• **Data to process**
══════════

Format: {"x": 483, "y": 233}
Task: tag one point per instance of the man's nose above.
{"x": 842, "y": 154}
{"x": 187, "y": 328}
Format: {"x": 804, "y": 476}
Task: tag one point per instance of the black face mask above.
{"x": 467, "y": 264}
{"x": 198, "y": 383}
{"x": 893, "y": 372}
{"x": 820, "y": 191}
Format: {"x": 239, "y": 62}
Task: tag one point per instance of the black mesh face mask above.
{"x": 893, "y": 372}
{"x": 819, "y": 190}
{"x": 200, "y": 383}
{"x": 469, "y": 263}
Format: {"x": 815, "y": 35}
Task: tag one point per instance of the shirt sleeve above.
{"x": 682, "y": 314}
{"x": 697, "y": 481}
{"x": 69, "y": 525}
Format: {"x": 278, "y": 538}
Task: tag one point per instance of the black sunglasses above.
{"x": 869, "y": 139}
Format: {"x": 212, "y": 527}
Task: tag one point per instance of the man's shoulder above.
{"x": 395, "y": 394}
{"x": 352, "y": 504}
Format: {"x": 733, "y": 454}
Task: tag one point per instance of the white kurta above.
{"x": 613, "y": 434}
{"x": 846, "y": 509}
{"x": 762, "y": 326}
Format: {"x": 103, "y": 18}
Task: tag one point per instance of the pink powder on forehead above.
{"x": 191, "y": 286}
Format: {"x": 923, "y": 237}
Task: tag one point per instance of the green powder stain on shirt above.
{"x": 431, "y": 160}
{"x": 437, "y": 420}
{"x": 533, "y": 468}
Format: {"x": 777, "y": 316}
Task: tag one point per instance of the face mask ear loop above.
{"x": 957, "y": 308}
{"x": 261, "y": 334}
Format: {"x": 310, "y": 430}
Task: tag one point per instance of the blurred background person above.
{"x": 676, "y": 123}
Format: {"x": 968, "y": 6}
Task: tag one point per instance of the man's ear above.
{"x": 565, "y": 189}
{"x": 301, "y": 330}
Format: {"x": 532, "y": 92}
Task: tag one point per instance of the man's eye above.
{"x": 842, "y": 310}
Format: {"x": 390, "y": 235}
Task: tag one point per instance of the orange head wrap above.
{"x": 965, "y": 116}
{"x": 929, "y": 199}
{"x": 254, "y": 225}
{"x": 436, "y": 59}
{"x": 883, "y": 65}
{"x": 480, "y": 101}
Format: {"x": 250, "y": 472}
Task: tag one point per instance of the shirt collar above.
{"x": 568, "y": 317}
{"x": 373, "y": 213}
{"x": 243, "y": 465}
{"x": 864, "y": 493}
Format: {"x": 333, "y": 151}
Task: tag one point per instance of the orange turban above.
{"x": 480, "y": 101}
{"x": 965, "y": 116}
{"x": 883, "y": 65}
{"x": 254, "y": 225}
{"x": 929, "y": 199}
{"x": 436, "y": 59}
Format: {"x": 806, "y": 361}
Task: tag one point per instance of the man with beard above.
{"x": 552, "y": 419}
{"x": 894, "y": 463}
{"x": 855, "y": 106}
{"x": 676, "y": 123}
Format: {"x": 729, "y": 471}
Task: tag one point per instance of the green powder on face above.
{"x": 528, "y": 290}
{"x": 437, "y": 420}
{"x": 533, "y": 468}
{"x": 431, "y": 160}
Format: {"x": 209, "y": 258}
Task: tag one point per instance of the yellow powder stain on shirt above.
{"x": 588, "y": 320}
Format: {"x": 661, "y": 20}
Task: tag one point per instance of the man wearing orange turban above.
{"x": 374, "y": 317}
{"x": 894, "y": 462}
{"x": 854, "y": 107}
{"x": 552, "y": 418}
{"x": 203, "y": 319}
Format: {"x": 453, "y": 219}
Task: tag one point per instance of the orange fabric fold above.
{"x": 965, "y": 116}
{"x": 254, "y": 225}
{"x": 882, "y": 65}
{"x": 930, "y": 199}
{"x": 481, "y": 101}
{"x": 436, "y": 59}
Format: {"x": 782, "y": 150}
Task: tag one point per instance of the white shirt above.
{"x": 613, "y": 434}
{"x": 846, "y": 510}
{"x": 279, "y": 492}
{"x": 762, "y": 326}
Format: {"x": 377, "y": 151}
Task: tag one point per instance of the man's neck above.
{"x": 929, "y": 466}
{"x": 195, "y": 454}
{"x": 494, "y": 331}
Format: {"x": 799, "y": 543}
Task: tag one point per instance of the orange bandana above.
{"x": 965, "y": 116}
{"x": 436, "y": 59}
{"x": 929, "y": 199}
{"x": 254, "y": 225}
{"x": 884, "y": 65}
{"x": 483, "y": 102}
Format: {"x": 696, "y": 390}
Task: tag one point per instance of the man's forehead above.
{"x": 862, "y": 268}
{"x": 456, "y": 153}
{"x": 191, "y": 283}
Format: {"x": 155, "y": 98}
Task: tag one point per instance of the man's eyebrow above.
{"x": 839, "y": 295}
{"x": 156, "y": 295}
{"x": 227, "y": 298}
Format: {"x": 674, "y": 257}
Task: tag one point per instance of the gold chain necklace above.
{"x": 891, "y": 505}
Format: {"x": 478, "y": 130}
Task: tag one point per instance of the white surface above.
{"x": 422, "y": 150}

══════════

• **Work required**
Working from the material above, retype it in its entirety without change.

• **Response to the task**
Format: {"x": 483, "y": 233}
Task: tag one point per instance of the man's nose above.
{"x": 842, "y": 154}
{"x": 187, "y": 328}
Format: {"x": 804, "y": 476}
Task: tag one point per instance of the black face mask above.
{"x": 467, "y": 264}
{"x": 198, "y": 383}
{"x": 893, "y": 372}
{"x": 820, "y": 191}
Format: {"x": 239, "y": 62}
Task: tag one point per instance of the black mesh face mask above.
{"x": 893, "y": 372}
{"x": 819, "y": 190}
{"x": 200, "y": 383}
{"x": 469, "y": 263}
Format: {"x": 815, "y": 35}
Task: tag one point per instance of the shirt sleeve above.
{"x": 682, "y": 314}
{"x": 697, "y": 481}
{"x": 69, "y": 525}
Format: {"x": 278, "y": 538}
Task: tag one point per instance of the black sunglasses above.
{"x": 869, "y": 139}
Format: {"x": 212, "y": 527}
Task: tag one point per instance of the man's shoulder above.
{"x": 395, "y": 394}
{"x": 352, "y": 504}
Format: {"x": 733, "y": 454}
Task: tag one point per instance of the white kurta above.
{"x": 613, "y": 434}
{"x": 846, "y": 509}
{"x": 762, "y": 326}
Format: {"x": 103, "y": 18}
Task: tag one point per instance of the pink powder on forehead above.
{"x": 191, "y": 286}
Format: {"x": 923, "y": 237}
Task: tag one point per instance of the green powder stain on shirt above.
{"x": 431, "y": 160}
{"x": 437, "y": 420}
{"x": 533, "y": 468}
Format: {"x": 777, "y": 316}
Task: tag one point per instance of the face mask ear loop above.
{"x": 957, "y": 308}
{"x": 261, "y": 334}
Format: {"x": 310, "y": 430}
Task: tag one point per instance of the blurred background person above.
{"x": 676, "y": 123}
Format: {"x": 968, "y": 6}
Task: tag one point per instance of the man's ear above.
{"x": 565, "y": 189}
{"x": 301, "y": 330}
Format: {"x": 532, "y": 92}
Task: tag one point per instance of the man's eye above.
{"x": 842, "y": 310}
Format: {"x": 390, "y": 235}
Task: tag one point per instance of the orange head wrap above.
{"x": 965, "y": 116}
{"x": 929, "y": 199}
{"x": 254, "y": 225}
{"x": 436, "y": 59}
{"x": 883, "y": 65}
{"x": 480, "y": 101}
Format: {"x": 250, "y": 472}
Task: tag one point per instance of the shirt collar above.
{"x": 568, "y": 317}
{"x": 373, "y": 213}
{"x": 243, "y": 465}
{"x": 864, "y": 493}
Format: {"x": 333, "y": 151}
Task: tag one point per instance of the orange turban above.
{"x": 480, "y": 101}
{"x": 965, "y": 116}
{"x": 883, "y": 65}
{"x": 254, "y": 225}
{"x": 929, "y": 199}
{"x": 436, "y": 59}
Format: {"x": 806, "y": 361}
Task: tag one point per instance of the man with beard above.
{"x": 552, "y": 419}
{"x": 894, "y": 463}
{"x": 855, "y": 106}
{"x": 676, "y": 123}
Format: {"x": 729, "y": 471}
Task: tag one point per instance of the green powder on face above.
{"x": 528, "y": 290}
{"x": 437, "y": 420}
{"x": 533, "y": 468}
{"x": 431, "y": 160}
Format: {"x": 209, "y": 258}
Task: tag one point per instance of the yellow powder stain on shirt above.
{"x": 588, "y": 320}
Format: {"x": 661, "y": 20}
Task: tag one point per instance of the man wearing orange turban above.
{"x": 374, "y": 317}
{"x": 894, "y": 462}
{"x": 854, "y": 107}
{"x": 552, "y": 418}
{"x": 203, "y": 319}
Format: {"x": 453, "y": 219}
Task: tag one point per instance of the orange fabric fold above.
{"x": 965, "y": 116}
{"x": 254, "y": 225}
{"x": 882, "y": 65}
{"x": 930, "y": 199}
{"x": 481, "y": 101}
{"x": 436, "y": 59}
Format: {"x": 782, "y": 150}
Task: tag one point per instance of the white shirt above.
{"x": 613, "y": 434}
{"x": 846, "y": 510}
{"x": 279, "y": 492}
{"x": 762, "y": 326}
Format: {"x": 377, "y": 151}
Task: tag one point per instance of the man's neck above.
{"x": 929, "y": 466}
{"x": 195, "y": 454}
{"x": 494, "y": 331}
Format: {"x": 799, "y": 543}
Task: tag one point per instance of the orange bandana above.
{"x": 965, "y": 116}
{"x": 436, "y": 59}
{"x": 929, "y": 199}
{"x": 254, "y": 225}
{"x": 884, "y": 65}
{"x": 483, "y": 102}
Format: {"x": 696, "y": 390}
Task: tag one point per instance of the man's forehead above.
{"x": 862, "y": 268}
{"x": 456, "y": 153}
{"x": 191, "y": 283}
Format: {"x": 155, "y": 98}
Task: tag one point per instance of the man's eyebrow above.
{"x": 839, "y": 295}
{"x": 156, "y": 295}
{"x": 227, "y": 298}
Format: {"x": 674, "y": 257}
Task: tag one point per instance of the gold chain necklace above.
{"x": 891, "y": 505}
Format: {"x": 478, "y": 130}
Task: tag one point per instance of the white surface above.
{"x": 422, "y": 150}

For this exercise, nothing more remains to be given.